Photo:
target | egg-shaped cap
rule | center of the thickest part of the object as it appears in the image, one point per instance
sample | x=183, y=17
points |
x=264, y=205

□ □ □ □

A verbatim copy of all the records is to be produced.

Photo:
target | egg-shaped cap
rule | center of the thickest part of the object as it appears in the image, one point per instance
sample | x=183, y=17
points |
x=264, y=205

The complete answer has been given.